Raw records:
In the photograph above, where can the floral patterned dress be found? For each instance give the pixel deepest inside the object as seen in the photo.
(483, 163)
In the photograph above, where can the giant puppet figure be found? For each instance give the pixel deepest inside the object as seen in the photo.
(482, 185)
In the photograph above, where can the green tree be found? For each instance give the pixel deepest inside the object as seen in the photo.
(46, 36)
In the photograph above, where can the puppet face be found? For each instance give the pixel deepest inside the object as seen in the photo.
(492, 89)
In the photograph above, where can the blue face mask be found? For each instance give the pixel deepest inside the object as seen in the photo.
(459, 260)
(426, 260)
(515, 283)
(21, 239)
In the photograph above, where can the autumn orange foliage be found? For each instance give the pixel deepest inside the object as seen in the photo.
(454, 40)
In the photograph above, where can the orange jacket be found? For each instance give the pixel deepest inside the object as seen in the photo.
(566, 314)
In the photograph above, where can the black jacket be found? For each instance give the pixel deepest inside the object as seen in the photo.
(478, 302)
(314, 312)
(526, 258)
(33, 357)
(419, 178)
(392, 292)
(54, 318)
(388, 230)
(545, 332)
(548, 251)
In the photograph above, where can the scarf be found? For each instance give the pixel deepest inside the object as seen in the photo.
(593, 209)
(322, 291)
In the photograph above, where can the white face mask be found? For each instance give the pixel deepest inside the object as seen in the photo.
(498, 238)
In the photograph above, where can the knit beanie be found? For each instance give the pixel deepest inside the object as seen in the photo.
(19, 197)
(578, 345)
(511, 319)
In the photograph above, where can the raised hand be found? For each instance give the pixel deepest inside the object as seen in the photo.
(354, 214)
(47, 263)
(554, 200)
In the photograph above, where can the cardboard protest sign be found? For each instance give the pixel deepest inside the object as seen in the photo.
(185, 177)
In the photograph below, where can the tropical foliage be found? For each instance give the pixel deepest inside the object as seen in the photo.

■ Your task ■
Lay out every row above as a Markdown table with two columns, "Number" and "Text". Give each row's number in "Number" and the row itself in "Text", and leave out blank lines.

■ Task result ■
| Number | Text |
|---|---|
| 1 | In the photograph above, where can the floral patterned dress be found? For each instance give the pixel deepest inside the object as seen in the photo. |
| 2 | (483, 163) |
| 3 | In the photograph above, where can the giant puppet figure be found? For each instance give the pixel deepest inside the object as seen in the photo. |
| 4 | (482, 185) |
| 5 | In the photograph above, where can the green tree be found? For each instance give the pixel deepest inside the object as seen in the photo. |
| 6 | (46, 36) |
| 7 | In the photograph above, where can the puppet face be found? For each instance give the pixel deepest inside the object as seen in the photo. |
| 8 | (492, 89) |
| 9 | In the photograph above, where can the blue face mask be found? For each instance give the pixel deepest inside the object as seen in the photo. |
| 10 | (459, 260) |
| 11 | (426, 260) |
| 12 | (515, 283) |
| 13 | (21, 239) |
| 14 | In the photograph above, where can the autumn orange foliage be found? For each instance give the pixel deepest inside the object as seen in the photo. |
| 15 | (454, 40) |
| 16 | In the photograph above, where can the orange jacket be found? For each instance give the pixel deepest inside the object as seen in the photo. |
| 17 | (566, 314) |
| 18 | In the photograph above, where can the black jacket be found? For each instance give the pixel deepest inside the object as seen in the photo. |
| 19 | (478, 302) |
| 20 | (314, 312) |
| 21 | (526, 258) |
| 22 | (33, 357) |
| 23 | (419, 178) |
| 24 | (392, 292) |
| 25 | (54, 318) |
| 26 | (388, 230) |
| 27 | (545, 332) |
| 28 | (548, 251) |
| 29 | In the photograph above, where can the scarf be found? For each instance give the pixel deepest inside the object as seen in the photo. |
| 30 | (593, 209) |
| 31 | (322, 291) |
| 32 | In the photograph above, where can the white face mask be found? For each instance give the pixel deepest inside the object as seen in the photo. |
| 33 | (498, 238) |
| 34 | In the photograph above, where can the knit beanie be found? For each instance give the pixel deepest inside the object as seen in the photo. |
| 35 | (19, 197) |
| 36 | (578, 345) |
| 37 | (511, 319) |
| 38 | In the photograph above, where can the raised hand be found? For each instance give the pixel deepest inside the object as seen in the photo. |
| 39 | (354, 214) |
| 40 | (47, 263) |
| 41 | (554, 200) |
| 42 | In the photograph above, where can the cardboard protest sign be found? For each instance give the pixel deepest inside the object as seen in the photo. |
| 43 | (185, 177) |
| 44 | In the photograph below, where can the tropical foliage be found? For each instance give the pixel deepest inside the object as seen in the photo. |